| Verilen metin |
○ ○ ○

Emsal Mahkeme Kararı İstanbul 8. Asliye Ticaret Mahkemesi 2018/1201 E. 2021/123 K. 24.02.2021 T.

Görüntülediğiniz mahkeme kararı henüz kesinleşmemiştir. Yararlı olması amacıyla eklenmiştir.

T.C.
İSTANBUL
8. ASLİYE TİCARET MAHKEMESİ

ESAS NO:2018/1201 Esas
KARAR NO:2021/123

DAVA:ALACAK VE TAZMİNAT
DAVA TARİHİ :24/11/2015
KARAR TARİHİ:24/02/2021

Davacı tarafından davalı aleyhine açılan alacak ve tazminat davasının mahkememizde yapılan açık yargılaması sonunda dosya incelendi.
D A V A /
Davacı vekili; müvekkili ile davalı arasında bayilik sözleşmesi olduğunu, sözleşmenin davalının haksız feshi sonucu 01/06/2003 tarihinde sona erdiğini, sözleşme hükümleri gereğince müvekkilinin ödenmeyen alacaklarının tahsili için …. Asliye Ticaret Mahkemesi’nin … esas sayılı dosyası ile alacak davası açtıklarını, davayı fazlaya dair hakları saklı kalmak kaydıyla kısmi olarak açtıklarını, yargılama sırasında müvekkilinin davalıdan 4.060.814,59 TL alacaklı olduğunun tespit edildiğini, mahkemece taleple bağlılık ilkesi gereğince 146.350,89 TL’nin davalıdan tahsiline karar verildiğini, söz konusu bilirkişi raporu ve mahkeme kararıyla sabit olan alacağın davalı tarafından halen ödenmemiş olduğunu, bakiye alacağın ve ayrıca sözleşmenin haksız feshi nedeniyle oluşan tazminat alacağının tahsili için bu davayı açmak zorunda kaldıklarını belirterek fazlaya dair hakları saklı kalmak kaydıyla şimdilik 20.000 TL alacağın ve tazminatın davalıdan tahsiline karar verilmesini talep ve dava etmiştir.

○ ○ ○

| Verilen malzeme |

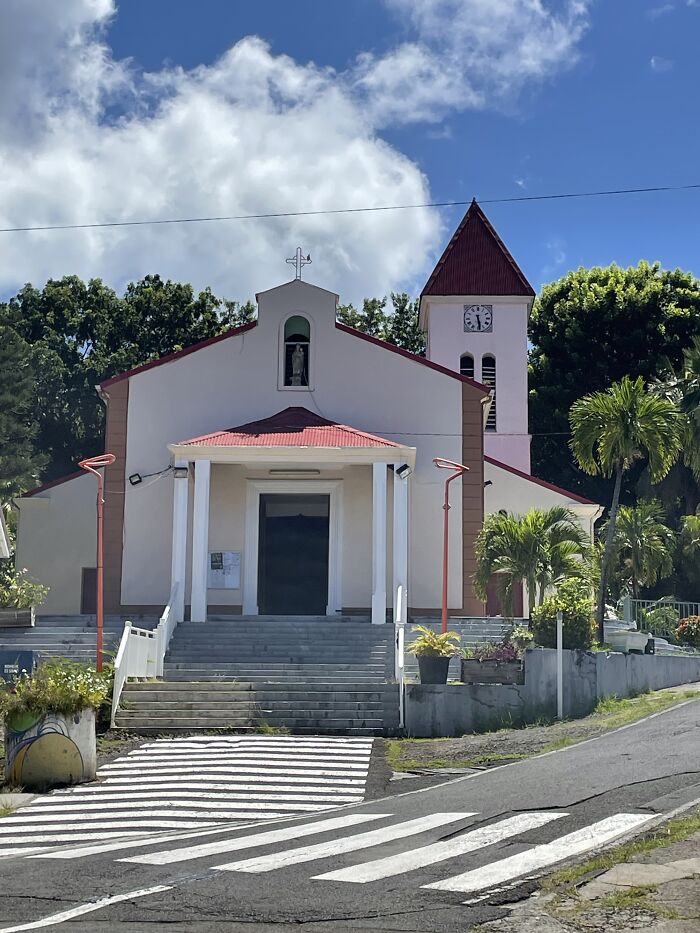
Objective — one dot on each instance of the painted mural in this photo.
(49, 749)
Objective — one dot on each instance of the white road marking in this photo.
(440, 851)
(217, 847)
(74, 912)
(538, 857)
(346, 844)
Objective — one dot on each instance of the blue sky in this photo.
(614, 106)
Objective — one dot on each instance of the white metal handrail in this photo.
(399, 643)
(142, 652)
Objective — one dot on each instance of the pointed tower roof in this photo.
(476, 262)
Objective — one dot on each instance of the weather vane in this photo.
(299, 260)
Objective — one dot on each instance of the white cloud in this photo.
(86, 138)
(660, 65)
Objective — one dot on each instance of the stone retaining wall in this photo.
(454, 709)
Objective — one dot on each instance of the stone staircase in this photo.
(70, 637)
(307, 675)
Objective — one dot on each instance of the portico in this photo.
(343, 490)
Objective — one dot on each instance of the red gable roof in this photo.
(293, 427)
(476, 262)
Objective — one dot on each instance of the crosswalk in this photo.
(496, 852)
(202, 784)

○ ○ ○

| Görevin amacı |
Yukarıdaki mahkeme kararında "Görüntülediğiniz mahkeme kararı" sözlerinin geçtiği yerden başla, "sonunda dosya incelendi." sözlerinden sonra dur. Aradaki kısmı harfi harfine yeniden yaz.

| Çıktı aşağıda |
Görüntülediğiniz mahkeme kararı henüz kesinleşmemiştir. Yararlı olması amacıyla eklenmiştir.

T.C.
İSTANBUL
8. ASLİYE TİCARET MAHKEMESİ

ESAS NO:2018/1201 Esas
KARAR NO:2021/123

DAVA:ALACAK VE TAZMİNAT
DAVA TARİHİ :24/11/2015
KARAR TARİHİ:24/02/2021

Davacı tarafından davalı aleyhine açılan alacak ve tazminat davasının mahkememizde yapılan açık yargılaması sonunda dosya incelendi.